## Your instructions
Convert the lines below into a JSON list of strings, one string per line, with blank lines skipped. Leave the pictures out of the list.

— START Stored records —

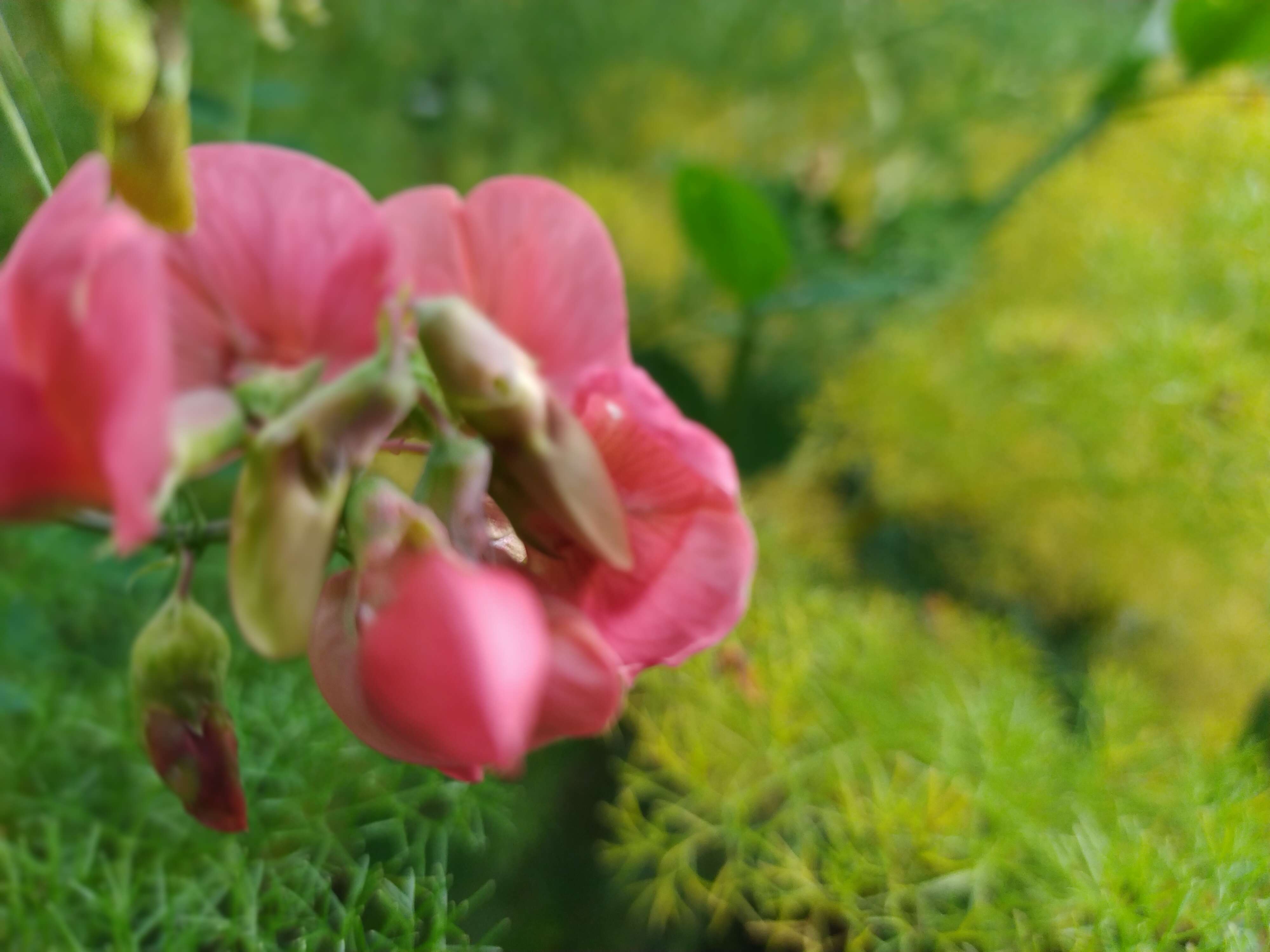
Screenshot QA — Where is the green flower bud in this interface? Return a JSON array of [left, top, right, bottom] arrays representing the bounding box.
[[229, 443, 351, 659], [155, 387, 246, 513], [257, 335, 417, 472], [131, 594, 246, 833], [419, 434, 491, 559], [104, 77, 194, 232], [344, 475, 446, 569], [50, 0, 159, 122], [415, 297, 547, 440]]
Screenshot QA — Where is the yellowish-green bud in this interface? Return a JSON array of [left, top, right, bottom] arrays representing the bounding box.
[[131, 593, 246, 833], [229, 0, 292, 50], [415, 297, 547, 440], [50, 0, 159, 122], [229, 443, 349, 659], [105, 93, 194, 232]]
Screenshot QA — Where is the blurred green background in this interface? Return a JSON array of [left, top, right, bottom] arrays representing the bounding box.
[[12, 0, 1270, 952]]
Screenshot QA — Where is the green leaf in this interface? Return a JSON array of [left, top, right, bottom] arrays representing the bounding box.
[[674, 165, 790, 303], [1172, 0, 1270, 75]]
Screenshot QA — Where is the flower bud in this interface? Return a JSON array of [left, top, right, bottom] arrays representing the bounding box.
[[234, 358, 325, 420], [533, 597, 626, 746], [105, 91, 194, 232], [258, 340, 417, 472], [419, 434, 491, 559], [491, 395, 634, 571], [155, 387, 246, 514], [415, 298, 631, 569], [415, 297, 547, 440], [131, 594, 246, 833], [229, 443, 349, 659], [344, 475, 446, 570], [50, 0, 159, 122]]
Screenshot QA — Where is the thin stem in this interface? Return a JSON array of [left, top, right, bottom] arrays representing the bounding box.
[[0, 65, 53, 198], [720, 305, 763, 446], [983, 102, 1116, 227], [62, 509, 230, 548], [0, 13, 66, 188], [380, 439, 432, 456], [232, 26, 257, 142]]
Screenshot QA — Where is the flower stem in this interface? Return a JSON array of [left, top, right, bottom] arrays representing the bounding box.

— END Stored records —

## Response to the exercise
[
  "Screenshot QA — Where is the green flower bud in this interface? Return a JSON array of [left, top, right, bottom] arrays representing the bounding box.",
  "[[229, 443, 351, 659], [155, 387, 246, 513], [257, 335, 417, 472], [131, 594, 246, 833], [419, 434, 491, 559], [104, 77, 194, 232], [344, 475, 446, 569], [50, 0, 159, 122], [415, 297, 547, 440]]",
  "Screenshot QA — Where is the yellowish-green bud in this interface? Return a JSON array of [left, top, right, bottom] arrays representing the bounding box.",
  "[[131, 593, 246, 833], [229, 0, 292, 50], [415, 297, 547, 440], [50, 0, 159, 122], [229, 443, 349, 659], [105, 93, 194, 232]]",
  "Screenshot QA — Where is the blurred green background in this interface? Return a JSON array of [left, top, right, bottom] arrays representing the bounding box.",
  "[[12, 0, 1270, 952]]",
  "Screenshot QA — Where is the green leaf in this interface? Return a JSON array of [left, top, right, bottom] arrays representing the bounding box.",
  "[[674, 165, 790, 303], [1172, 0, 1270, 75]]",
  "Screenshot QA — Where is the flower bud in this interface? Return a JSON array of [left, top, right, bottom] arrays representing the bounding box.",
  "[[234, 358, 325, 420], [533, 597, 626, 746], [105, 91, 194, 232], [258, 340, 417, 472], [419, 434, 491, 559], [491, 395, 634, 571], [155, 387, 246, 514], [415, 298, 631, 569], [415, 297, 547, 440], [131, 594, 246, 833], [229, 443, 349, 659], [344, 475, 446, 570], [50, 0, 159, 122]]",
  "Screenshot QA — Where is the thin stem in this interface? Return a JSON array of [left, top, right, bottom] arrays representing the bounding box.",
  "[[0, 65, 53, 198], [720, 305, 763, 446], [983, 102, 1116, 227], [62, 509, 230, 548], [0, 13, 66, 188], [380, 439, 432, 456], [232, 26, 257, 142]]",
  "Screenshot QA — Where is the flower stem in this interface? Return a JSON array of [left, top, right, bottom] arrays representing the bounding box."
]